About this exercise: Copy every line of the data that contains the string "exhaust".
┌──
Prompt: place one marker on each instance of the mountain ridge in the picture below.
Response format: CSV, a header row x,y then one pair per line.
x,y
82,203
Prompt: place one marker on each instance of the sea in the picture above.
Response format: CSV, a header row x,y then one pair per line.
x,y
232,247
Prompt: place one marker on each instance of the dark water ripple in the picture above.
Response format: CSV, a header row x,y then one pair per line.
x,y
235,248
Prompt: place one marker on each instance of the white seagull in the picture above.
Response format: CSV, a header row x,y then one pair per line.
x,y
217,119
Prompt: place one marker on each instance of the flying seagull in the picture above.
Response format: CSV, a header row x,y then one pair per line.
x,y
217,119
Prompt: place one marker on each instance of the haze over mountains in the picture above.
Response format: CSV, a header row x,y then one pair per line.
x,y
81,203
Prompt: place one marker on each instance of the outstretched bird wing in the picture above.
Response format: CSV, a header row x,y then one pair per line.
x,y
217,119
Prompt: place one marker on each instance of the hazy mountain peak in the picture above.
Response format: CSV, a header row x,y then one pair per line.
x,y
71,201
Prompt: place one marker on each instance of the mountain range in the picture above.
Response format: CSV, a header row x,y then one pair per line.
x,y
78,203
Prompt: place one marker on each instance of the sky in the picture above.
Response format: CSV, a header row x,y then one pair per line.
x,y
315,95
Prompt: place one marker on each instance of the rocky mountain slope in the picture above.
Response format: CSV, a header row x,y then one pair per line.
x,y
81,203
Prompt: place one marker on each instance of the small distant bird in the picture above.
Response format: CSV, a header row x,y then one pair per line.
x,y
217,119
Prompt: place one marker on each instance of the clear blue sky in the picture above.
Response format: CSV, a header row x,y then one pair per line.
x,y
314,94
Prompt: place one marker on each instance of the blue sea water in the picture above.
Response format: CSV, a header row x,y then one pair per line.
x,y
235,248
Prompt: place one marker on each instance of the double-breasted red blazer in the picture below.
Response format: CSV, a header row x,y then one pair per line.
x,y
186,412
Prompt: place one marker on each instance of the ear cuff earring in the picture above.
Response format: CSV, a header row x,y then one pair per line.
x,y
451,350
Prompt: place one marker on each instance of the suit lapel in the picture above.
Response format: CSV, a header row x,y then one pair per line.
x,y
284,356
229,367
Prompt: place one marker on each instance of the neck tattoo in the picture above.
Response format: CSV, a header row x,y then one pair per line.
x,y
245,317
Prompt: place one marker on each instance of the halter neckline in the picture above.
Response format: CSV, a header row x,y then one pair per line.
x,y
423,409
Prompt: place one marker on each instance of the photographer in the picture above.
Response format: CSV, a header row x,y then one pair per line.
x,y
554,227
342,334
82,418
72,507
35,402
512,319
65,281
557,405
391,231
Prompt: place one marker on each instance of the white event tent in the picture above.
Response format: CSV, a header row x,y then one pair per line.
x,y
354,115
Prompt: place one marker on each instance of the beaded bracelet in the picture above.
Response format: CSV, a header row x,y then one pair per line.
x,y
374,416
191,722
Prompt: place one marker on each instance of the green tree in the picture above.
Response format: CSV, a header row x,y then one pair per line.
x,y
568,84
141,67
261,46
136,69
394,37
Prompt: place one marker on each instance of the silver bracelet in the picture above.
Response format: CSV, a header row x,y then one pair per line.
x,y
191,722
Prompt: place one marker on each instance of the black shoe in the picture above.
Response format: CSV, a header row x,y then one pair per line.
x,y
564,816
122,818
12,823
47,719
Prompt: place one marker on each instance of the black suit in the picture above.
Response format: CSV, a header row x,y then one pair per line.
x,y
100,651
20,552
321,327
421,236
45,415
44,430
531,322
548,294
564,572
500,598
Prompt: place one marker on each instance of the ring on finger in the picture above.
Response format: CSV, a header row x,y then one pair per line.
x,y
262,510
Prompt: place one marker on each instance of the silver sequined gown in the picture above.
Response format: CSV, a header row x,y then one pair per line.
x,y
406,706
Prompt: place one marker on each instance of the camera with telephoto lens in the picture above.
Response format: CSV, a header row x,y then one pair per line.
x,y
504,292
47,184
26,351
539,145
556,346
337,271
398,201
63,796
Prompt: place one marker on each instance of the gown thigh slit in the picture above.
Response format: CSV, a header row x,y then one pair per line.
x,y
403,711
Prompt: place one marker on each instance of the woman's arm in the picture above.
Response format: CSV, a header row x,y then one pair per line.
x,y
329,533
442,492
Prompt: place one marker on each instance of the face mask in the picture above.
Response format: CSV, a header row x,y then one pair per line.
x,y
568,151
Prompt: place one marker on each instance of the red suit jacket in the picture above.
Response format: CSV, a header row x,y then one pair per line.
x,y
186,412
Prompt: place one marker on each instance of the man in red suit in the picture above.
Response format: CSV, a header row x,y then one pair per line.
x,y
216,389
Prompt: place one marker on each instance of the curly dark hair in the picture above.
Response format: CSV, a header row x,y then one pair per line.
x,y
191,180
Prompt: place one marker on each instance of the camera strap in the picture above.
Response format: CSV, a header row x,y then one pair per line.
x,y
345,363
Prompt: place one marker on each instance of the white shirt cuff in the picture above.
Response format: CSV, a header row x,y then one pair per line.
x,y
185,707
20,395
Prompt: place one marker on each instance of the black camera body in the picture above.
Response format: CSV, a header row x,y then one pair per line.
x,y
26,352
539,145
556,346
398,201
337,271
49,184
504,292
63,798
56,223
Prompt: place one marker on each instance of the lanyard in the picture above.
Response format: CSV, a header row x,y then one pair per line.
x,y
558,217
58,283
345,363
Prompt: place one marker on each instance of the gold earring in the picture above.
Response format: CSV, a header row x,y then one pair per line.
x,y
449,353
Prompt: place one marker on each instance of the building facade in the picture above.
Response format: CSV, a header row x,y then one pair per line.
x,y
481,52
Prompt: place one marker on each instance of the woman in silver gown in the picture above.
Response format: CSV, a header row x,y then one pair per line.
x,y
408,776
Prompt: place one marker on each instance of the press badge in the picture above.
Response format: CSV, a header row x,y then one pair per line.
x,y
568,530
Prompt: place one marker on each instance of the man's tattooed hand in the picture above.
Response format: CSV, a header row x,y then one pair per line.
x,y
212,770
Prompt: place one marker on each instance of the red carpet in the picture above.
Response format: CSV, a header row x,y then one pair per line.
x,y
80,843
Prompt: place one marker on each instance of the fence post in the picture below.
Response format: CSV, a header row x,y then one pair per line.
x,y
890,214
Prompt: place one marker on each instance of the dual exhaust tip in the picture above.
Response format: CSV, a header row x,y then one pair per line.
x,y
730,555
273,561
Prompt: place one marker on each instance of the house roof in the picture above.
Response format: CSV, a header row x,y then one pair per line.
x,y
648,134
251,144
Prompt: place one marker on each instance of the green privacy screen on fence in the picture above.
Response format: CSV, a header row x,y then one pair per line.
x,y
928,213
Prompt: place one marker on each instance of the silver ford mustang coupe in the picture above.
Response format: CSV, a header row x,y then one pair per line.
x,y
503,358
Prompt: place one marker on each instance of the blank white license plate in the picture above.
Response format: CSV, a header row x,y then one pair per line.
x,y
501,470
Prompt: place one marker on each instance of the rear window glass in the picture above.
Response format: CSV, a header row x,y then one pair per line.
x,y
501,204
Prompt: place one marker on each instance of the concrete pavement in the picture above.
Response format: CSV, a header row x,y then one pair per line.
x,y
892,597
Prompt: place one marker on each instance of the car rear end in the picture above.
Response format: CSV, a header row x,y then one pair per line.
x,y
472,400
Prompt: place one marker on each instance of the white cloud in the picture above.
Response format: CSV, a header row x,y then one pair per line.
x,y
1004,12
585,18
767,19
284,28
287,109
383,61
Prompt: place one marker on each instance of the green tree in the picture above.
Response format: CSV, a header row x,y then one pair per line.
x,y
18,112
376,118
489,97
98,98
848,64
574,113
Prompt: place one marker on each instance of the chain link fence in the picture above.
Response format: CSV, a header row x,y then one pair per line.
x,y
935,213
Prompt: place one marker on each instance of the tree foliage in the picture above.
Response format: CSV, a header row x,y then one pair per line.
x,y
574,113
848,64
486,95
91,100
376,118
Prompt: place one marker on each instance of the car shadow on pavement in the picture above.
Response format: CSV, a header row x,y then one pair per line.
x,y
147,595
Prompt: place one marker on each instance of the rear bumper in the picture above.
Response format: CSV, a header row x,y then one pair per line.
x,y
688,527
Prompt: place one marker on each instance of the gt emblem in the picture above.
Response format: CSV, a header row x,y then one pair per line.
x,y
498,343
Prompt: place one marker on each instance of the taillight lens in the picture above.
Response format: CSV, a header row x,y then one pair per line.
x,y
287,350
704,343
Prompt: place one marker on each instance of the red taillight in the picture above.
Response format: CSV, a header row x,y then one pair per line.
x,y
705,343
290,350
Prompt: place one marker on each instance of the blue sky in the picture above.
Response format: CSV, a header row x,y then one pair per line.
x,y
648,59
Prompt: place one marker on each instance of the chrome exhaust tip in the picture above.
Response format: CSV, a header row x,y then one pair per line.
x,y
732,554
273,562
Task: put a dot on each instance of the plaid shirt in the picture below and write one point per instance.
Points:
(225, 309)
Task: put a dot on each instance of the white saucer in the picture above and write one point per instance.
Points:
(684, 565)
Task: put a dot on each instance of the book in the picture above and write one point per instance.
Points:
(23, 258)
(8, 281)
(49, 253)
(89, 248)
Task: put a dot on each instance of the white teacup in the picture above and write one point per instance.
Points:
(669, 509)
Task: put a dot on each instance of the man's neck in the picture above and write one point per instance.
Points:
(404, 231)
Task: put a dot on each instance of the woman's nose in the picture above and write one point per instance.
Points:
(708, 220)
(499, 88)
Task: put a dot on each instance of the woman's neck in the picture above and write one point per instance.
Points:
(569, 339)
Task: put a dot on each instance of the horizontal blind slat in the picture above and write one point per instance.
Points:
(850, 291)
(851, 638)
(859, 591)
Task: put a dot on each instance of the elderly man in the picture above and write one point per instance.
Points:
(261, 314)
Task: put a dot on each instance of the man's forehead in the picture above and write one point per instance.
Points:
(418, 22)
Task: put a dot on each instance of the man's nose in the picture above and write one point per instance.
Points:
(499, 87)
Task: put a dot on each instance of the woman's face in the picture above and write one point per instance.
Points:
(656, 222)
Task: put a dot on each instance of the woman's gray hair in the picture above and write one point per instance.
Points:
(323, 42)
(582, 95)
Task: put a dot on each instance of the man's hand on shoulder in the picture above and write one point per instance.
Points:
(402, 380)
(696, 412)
└──
Written reply:
Prompt: place one marker on each instance of the dual exhaust tip in the picture above.
Prompt: place one marker on each instance of the chrome exhaust tip in the picture above.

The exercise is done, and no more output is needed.